Tarea planteada a
Extrae de los registros cada línea que contenga la cadena "woman". Ten en cuenta que se distinguen mayúsculas y minúsculas.

No había visto tanto musculo desde el día que nos enseñaron la ilustración de anatomía del cuerpo humano en el colegio. 

Me invadió ese típico olor. Ese olor como a sauna con plástico y batidos de proteínas y esa música de after que no sabes si vas al gimnasio o al guardarropa de la Factory. 

Al verme tan perdida se me acercó una chica maravillosa, divina y con tantos colores flúor que parecía sacada de un videoclip de Alaska, eso sí, perfectamente conjuntada. Me enseñó las instalaciones y me ofreció un personal trainer. En fin, a pesar de estar absolutamente abrumada, seguía motivada y al ver que había clases de zumba pensé que podría ser divertido. 

Con la adrenalina a tope lo hice: me até como un matrimonio concertado en la primera cita, firmé… ¡por dos años! ¡A la piscina! Sí, amigas. Firmé dos años de permanencia, lo hice. 

De camino a casa paradita obligatoria en Decathlon para preparar lo necesario. Era hora de comprar unas zapatillas y un par de conjuntos que no me hicieran sentir tan fuera de lugar, así que con un par de leggins y unas zapatillas molonas me di por satisfecha. Aunque sabía que lo fosforito era lo más en las salas de gimnasio, las camisetas de propaganda viejas y gigantes que tenía en el cajón merecían otra oportunidad antes de convertirse en pijamas.

Y llegó el ansiado primer día. Estaba más perdida que el pendiente que se me cayó en la playa en el verano de 2005.

Datos de origen

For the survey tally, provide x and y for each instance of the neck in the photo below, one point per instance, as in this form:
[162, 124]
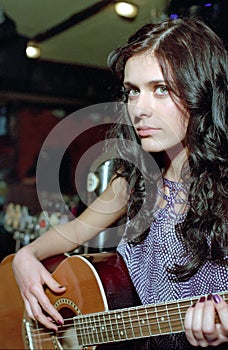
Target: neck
[174, 159]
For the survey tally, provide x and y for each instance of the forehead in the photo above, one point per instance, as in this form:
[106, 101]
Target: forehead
[143, 66]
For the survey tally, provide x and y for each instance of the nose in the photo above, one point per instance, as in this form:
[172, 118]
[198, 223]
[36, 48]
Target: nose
[142, 107]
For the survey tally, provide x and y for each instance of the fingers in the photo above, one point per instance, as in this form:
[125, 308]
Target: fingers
[38, 305]
[200, 327]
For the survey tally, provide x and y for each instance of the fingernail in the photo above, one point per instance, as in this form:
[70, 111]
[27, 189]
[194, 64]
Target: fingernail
[202, 299]
[209, 297]
[216, 298]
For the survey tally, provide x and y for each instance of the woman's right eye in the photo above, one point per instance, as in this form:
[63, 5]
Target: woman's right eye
[131, 92]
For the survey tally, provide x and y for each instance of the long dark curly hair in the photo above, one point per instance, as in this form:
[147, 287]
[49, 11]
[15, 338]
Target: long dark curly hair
[198, 62]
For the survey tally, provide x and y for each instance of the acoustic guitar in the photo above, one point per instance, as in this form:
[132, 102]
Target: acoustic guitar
[100, 306]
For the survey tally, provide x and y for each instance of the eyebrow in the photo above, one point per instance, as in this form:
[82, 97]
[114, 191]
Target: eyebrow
[152, 82]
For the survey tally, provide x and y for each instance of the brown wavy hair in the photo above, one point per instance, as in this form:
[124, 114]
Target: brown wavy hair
[198, 61]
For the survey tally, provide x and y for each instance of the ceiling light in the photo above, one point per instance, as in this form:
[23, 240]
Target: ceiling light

Tarea planteada b
Retoma el relato sobre la inscripción en el gimnasio y continúalo a partir de su última oración.

Resultado del ejercicio a
For the survey tally, provide x and y for each instance of the woman's right eye in the photo above, one point per instance, as in this form:
Target: woman's right eye

Resultado del ejercicio b
Ahí estaba él, Álvaro. Metro noventa de pura fibra, parecía esculpido por el mismísimo Miguel Ángel. Bronceado perfecto, tan perfecto que casi parecía natural y esa piel… ni el  filtro parís hace tan buen trabajo. Cada vez que sonreía tenía que ponerme gafas de sol, y además desbordaba una simpatía -un tanto inquietante- que sobrepasaba los límites humanos.

Me dio mi rutina de ejercicios junto con la hojita de dieta, una de esas que llevo coleccionando desde los diez años.

Cuando Álvaro me dijo: “súbete a la báscula” todo a mi alrededor se congeló por un instante. A mí eso me sonó a insulto. Maldita báscula inteligente que me mide la grasa, agua, masa ósea, músculo y hasta las ganas de vivir. Era como aquella pesadilla recurrente de estar desnuda delante de todo el mundo. 

Me subí a pesar de que me parecía mejor plan subir el Everest en chanclas. La máquina maldita chivata dijo: “tipo de cuerpo: OBESO” sin anestesia y en el centro de la sala de máquinas.

Tras la sorpresa inicial comenzó a retumbarme la palabra OBESO, OBESO, OBESO… Con la autoestima por los suelos, la botella de agua y mi toalla de microfibra me arrastré a cada una de las máquinas de cardio que ponía el dichoso papelito. 

Cada vez que Álvaro corregía mis movimientos me entraban ganas de clavarle una pesa en el ojo. La cinta de correr, la bici estática, la máquina de remos y… la elíptica. Condenado instrumento de tortura. 

Mi pánico de poder caerme delante de todos por no saber coordinar pies y manos era tal que me olvidé del esfuerzo que estaba haciendo, y en consecuencia de la cascada de sudor que nació en los primeros 5 minutos e inundaba mis ojos (eso también duele). Pero nada de esto me impidió acabar el cardio, con lo que muy orgullosa me fui a la zona de los adultos, donde están los forzudos y las forzudas poniendo a tope las endorfinas. Fui con ganas de llorar y mandar todo a la mierda, pero hice las series…haciendo trampa eso sí cuando el tal Álvaro no miraba.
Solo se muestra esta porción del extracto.